▶ **TO BE DONE**
1: In the passage on the state machine, what does the machine do at the end of state C' if control circuitry 27 has received an active no-bid signal X?
2: Say whether each statement agrees with the passage on the state machine, answering yes or no and quoting the words that decide it: (a) The U signal goes to access grant circuitry 31 and up-date gate 34. (b) Transaction types A and B stand for long, complex transactions. (c) During the V state, the V signal is applied to drive circuitry 28.
3: Extend the passage on the state machine with new text that picks up after its last sentence.

▶ **PASSAGE PROVIDED**

The existence of the state machine in state U defines a use-signal 
interval, and during this interval, control circuitry 27 emits an active U 
signal as shown in FIG. 5. The U signal, as shown in FIG. 2, is applied to 
access grant circuitry 31 and up-date gate 34. During the time increment 
when the state machine exists in the U state, control circuitry receives 
from control bus 22 signals indicating which type of transaction is being 
initiated by one of the users 12. In accordance with these received 
signals, at the end of the period the state machine branches to one of 
several transaction completion states, denominated Z, each corresponding 
to one of the predefined transaction types. 
The transaction types A, B are representative of rather simple transactions 
such as effecting transfer of data from the initiating user to an 
input-output device. Longer and more complex transactions may also be 
defined and use as illustrated by transaction type C. For all transactions 
the state machine continues through a chain of successive transaction 
completion states as may be required to complete the particular 
transaction type which is in progress. When the state machine reaches the 
end of whatever chain it is following it reverts to state C and begins 
another contention interval. 
The Type D branch chain is of particular relevance to the present 
invention. Such a transaction is exemplified by an interrupt acknowledge 
transaction which may occur when a processor-user wishes to service an 
interrupt and initiates a Type D transaction to obtain needed information. 
On branching according to a Type D transaction, the state machine enters 
state C'. The existence of the state machine in state C' defines a 
response bid interval, and during this interval control circuitry 27 emits 
an active C' signal which, as shown in FIG. 2, is applied to drive 
circuitry 28, access grant circuitry 31, and no-bid circuitry 33. 
At the end of the time increment for existence in state C' (marked by the A 
clock), if control circuitry 27 has received an active no-bid signal X 
from no-bid circuitry 33 it reenters state C; absent the no-bid signal it 
shifts to state V. 
The existence of the state machine in the V state defines a response 
enablement interval, and during this interval control circuitry 27 emits 
the V signal, which, as shown in FIG. 2, is applied to access grant 
circuitry 31. 
At the end of its period in the V state the state machine returns to state 
C shown at the top of FIG. 6. 
Control circuitry 27 also is responsive to a "wait" signal received from 
the control bus during any of the states to causes the state machine to 
reenter a state rather than progressing to the next state. This feature 
permits any user that is unready to keep up with the standard transaction 
pace to delay the advance of state machines in all controllers by 
transmitting the wait signal on the control bus.

▶ **DATA EXTRACT**
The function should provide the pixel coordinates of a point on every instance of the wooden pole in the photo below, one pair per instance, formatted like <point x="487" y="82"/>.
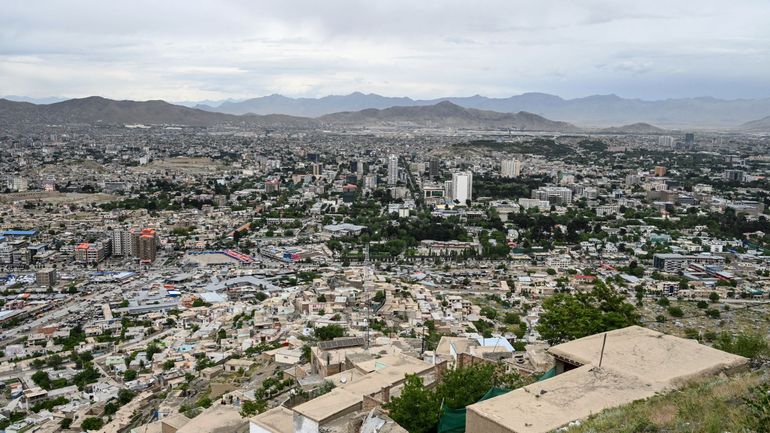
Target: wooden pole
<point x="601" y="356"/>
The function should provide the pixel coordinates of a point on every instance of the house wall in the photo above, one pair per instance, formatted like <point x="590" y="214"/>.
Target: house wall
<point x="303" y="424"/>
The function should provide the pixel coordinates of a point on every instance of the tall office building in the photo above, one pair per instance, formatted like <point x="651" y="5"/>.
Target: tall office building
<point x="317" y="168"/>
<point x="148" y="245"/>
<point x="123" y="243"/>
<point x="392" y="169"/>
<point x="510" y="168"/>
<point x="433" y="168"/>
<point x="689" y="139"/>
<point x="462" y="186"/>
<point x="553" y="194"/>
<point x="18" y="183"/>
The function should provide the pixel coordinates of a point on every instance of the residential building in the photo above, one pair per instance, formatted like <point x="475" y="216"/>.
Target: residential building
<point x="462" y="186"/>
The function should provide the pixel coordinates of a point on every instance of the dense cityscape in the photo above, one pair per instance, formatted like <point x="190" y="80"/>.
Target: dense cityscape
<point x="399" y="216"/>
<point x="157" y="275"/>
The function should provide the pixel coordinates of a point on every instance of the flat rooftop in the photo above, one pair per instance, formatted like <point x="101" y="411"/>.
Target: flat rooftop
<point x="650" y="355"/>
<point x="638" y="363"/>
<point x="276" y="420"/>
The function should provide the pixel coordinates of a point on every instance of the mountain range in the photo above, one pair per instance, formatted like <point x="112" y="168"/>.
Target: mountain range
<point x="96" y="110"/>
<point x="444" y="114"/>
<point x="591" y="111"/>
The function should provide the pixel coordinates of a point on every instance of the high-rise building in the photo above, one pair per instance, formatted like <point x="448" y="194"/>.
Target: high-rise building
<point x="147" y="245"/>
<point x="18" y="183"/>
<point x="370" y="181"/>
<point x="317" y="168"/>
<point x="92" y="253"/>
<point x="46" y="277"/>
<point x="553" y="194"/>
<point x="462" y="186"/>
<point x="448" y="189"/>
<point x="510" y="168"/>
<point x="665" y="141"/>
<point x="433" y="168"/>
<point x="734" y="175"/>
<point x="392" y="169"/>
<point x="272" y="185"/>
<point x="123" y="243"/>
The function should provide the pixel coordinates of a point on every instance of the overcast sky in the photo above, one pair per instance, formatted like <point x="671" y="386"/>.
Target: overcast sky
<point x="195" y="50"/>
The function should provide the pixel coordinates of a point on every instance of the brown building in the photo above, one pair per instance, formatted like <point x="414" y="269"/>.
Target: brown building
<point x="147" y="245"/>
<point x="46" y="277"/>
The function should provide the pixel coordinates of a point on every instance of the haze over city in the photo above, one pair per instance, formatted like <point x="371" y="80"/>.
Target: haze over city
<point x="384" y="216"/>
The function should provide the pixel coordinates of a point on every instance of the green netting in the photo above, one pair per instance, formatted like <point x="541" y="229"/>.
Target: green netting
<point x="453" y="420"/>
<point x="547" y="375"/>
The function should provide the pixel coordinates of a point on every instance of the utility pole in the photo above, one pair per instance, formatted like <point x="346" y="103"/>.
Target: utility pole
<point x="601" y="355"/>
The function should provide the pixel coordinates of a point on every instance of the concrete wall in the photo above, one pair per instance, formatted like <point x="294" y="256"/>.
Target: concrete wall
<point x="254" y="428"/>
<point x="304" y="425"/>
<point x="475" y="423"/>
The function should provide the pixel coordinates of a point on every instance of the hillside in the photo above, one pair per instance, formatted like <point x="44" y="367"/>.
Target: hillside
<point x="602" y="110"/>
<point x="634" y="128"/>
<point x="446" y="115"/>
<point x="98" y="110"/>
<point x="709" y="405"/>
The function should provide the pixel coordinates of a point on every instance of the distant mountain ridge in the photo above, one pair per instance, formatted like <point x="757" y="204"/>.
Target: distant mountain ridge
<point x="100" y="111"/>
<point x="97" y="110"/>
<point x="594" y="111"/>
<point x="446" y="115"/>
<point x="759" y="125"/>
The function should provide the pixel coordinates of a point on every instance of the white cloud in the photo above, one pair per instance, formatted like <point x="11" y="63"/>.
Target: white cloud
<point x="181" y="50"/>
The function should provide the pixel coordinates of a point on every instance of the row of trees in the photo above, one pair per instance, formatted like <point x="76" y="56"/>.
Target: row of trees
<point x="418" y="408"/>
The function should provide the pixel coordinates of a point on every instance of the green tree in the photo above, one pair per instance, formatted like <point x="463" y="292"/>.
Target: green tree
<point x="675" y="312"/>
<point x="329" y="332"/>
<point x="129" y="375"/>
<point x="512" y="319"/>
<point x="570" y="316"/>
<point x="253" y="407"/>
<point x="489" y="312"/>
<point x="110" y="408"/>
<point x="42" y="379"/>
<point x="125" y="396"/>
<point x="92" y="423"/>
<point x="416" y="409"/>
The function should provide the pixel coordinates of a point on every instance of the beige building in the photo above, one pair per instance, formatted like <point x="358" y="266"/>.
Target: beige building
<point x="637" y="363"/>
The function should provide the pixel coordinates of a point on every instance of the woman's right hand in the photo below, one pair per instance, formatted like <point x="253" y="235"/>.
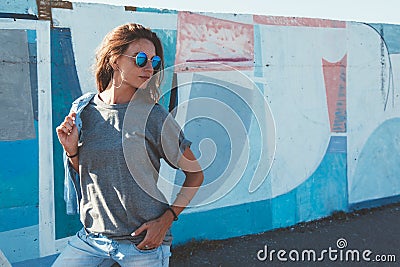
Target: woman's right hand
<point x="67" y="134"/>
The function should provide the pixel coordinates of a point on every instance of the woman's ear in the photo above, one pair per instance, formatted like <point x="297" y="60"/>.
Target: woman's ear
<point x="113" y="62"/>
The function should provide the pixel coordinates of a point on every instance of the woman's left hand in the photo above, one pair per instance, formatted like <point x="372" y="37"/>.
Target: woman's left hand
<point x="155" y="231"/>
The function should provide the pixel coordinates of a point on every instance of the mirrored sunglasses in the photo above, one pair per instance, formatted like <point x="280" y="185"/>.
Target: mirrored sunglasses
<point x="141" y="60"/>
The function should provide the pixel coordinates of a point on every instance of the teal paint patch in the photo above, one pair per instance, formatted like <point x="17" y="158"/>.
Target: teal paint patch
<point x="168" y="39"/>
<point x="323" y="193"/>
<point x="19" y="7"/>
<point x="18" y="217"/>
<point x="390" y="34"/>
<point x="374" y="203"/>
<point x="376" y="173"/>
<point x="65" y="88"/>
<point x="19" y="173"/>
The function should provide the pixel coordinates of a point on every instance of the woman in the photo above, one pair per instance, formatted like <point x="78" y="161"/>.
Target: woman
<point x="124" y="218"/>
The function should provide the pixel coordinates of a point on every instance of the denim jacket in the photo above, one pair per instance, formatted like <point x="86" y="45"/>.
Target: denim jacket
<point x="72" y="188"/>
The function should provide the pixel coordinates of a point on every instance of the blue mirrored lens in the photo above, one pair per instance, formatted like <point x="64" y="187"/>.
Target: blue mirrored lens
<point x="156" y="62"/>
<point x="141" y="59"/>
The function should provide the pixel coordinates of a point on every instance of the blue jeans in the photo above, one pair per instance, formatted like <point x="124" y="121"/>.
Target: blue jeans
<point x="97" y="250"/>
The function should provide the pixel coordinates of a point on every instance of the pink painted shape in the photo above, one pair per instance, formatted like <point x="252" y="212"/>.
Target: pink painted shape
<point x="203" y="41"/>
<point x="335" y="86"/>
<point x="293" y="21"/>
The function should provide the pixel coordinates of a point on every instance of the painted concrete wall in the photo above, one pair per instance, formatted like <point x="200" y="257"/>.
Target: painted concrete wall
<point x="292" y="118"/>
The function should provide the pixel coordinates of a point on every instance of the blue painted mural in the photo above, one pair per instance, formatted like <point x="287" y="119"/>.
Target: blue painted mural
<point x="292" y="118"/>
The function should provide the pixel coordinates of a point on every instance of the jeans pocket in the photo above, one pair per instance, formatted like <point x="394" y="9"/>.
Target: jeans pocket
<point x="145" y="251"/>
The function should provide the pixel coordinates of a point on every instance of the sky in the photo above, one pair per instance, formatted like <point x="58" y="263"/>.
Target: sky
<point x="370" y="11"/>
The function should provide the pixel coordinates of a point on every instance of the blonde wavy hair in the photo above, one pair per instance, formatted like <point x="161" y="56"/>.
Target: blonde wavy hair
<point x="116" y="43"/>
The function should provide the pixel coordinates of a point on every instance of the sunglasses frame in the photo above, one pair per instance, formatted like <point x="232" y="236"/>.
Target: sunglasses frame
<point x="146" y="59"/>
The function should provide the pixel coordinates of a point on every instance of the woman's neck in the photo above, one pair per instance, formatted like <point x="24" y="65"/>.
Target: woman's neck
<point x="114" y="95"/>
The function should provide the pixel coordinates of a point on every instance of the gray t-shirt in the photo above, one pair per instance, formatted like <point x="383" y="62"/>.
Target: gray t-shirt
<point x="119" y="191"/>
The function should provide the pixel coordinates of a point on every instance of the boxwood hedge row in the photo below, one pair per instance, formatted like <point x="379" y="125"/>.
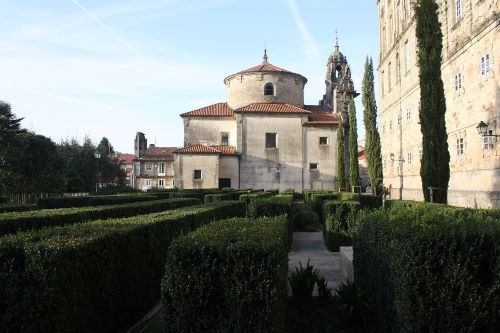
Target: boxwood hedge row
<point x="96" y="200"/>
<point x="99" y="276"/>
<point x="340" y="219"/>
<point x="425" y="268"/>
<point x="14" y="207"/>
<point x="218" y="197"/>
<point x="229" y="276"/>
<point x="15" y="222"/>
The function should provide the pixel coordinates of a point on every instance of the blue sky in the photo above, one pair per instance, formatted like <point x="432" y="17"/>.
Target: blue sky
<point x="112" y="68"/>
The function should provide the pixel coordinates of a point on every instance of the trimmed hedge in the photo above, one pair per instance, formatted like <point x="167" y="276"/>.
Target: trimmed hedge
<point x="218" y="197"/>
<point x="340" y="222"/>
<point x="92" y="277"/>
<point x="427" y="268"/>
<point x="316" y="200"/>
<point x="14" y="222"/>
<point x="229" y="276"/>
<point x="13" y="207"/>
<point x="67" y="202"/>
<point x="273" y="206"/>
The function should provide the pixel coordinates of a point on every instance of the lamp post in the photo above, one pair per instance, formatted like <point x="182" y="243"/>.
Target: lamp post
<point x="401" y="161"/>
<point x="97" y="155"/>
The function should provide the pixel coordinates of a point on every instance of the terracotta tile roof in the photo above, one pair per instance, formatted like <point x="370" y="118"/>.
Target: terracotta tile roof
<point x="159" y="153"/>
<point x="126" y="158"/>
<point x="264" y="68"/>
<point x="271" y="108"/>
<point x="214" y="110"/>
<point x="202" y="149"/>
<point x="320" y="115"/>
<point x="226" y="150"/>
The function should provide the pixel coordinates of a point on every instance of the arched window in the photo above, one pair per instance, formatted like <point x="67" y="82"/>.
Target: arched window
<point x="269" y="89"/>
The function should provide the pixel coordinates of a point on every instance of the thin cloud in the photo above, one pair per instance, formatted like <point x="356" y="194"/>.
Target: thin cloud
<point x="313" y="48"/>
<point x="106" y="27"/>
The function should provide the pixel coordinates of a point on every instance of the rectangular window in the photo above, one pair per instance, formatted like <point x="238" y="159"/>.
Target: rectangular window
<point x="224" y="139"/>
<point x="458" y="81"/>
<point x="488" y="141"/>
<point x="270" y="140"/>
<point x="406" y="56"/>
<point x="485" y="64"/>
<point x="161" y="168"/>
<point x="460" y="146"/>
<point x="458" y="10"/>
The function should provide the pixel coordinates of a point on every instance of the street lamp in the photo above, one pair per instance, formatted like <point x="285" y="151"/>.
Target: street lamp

▶ **PER-TASK ANSWERS**
1: It reenters state C.

2:
(a) Yes: "is applied to access grant circuitry 31 and up-date gate 34"
(b) No: "The transaction types A, B are representative of rather simple transactions"
(c) No: "the V signal, which, as shown in FIG. 2, is applied to access grant circuitry 31"

3:
It may be noted that while the operation of the state machine is contingent 
on signals received from the control bus, it is indifferent to which user 
is emitting these signals. As a result the state machines of the several 
access controllers are in step keeping independent but identical reports 
of the state of the intercommunication bus. 
Consider now the interactions of the signals emitted by the control 
circuitry with other elements of the access controller. To facilitate this 
discussion the signals on the (n-1) monitor lines will be designated 
M.sub.i with i running 1 to (n-1). The signals of the storage elements 35 
will be designated S.sub.i with the index of the storage element 
corresponding to that of the monitor line connected to the same one of AND 
gates 36. 
When the C signal emitted by the control circuitry during a contention 
interval is applied to drive circuitry 28, it causes, if user 12 has 
signalled on line 19 that it seeks to use the intercommunication bus, the 
transmission of a bus contention signal through interconnect key 24 to the 
arbitration bus channel associated with the user. 
Also during a contention interval any contention signals transmitted onto 
the arbitration bus are applied to arbitration logic 30, where they are 
logically analyzed with the signals out of priority state store 29 to 
produce the signal P indicative of whether the user 12 has a dominating 
priority. If an active condition on an arbitration bus channel is 
denominated 1 and an inactive 0, and if the two states of the storage 
elements S.sub.i of the priority state store are similarly denominated, 
the logical operation of the arbitration logic may be described in terms 
of modulo 2 arithmetic as 
EQU P=T (M.sub.1 S.sub.1 +1) (M.sub.2 S.sub.2 +1) . . . (M.sub.n-1 S.sub.n-1 
+1). 
The C signal together with the B clock applied to access grant circuitry 31 
effect the capture of the P signal into grant latch 37 during the later 
part of the contention interval. The contention signals from the 
arbitration bus are also applied to and logically analyzed in the no-bid 
circuitry 33, the result being emitted as the X signal by the application 
of the C signal and the B clock. The X signal provides control circuitry 
27 with the criterion for immediately restarting a contention interval.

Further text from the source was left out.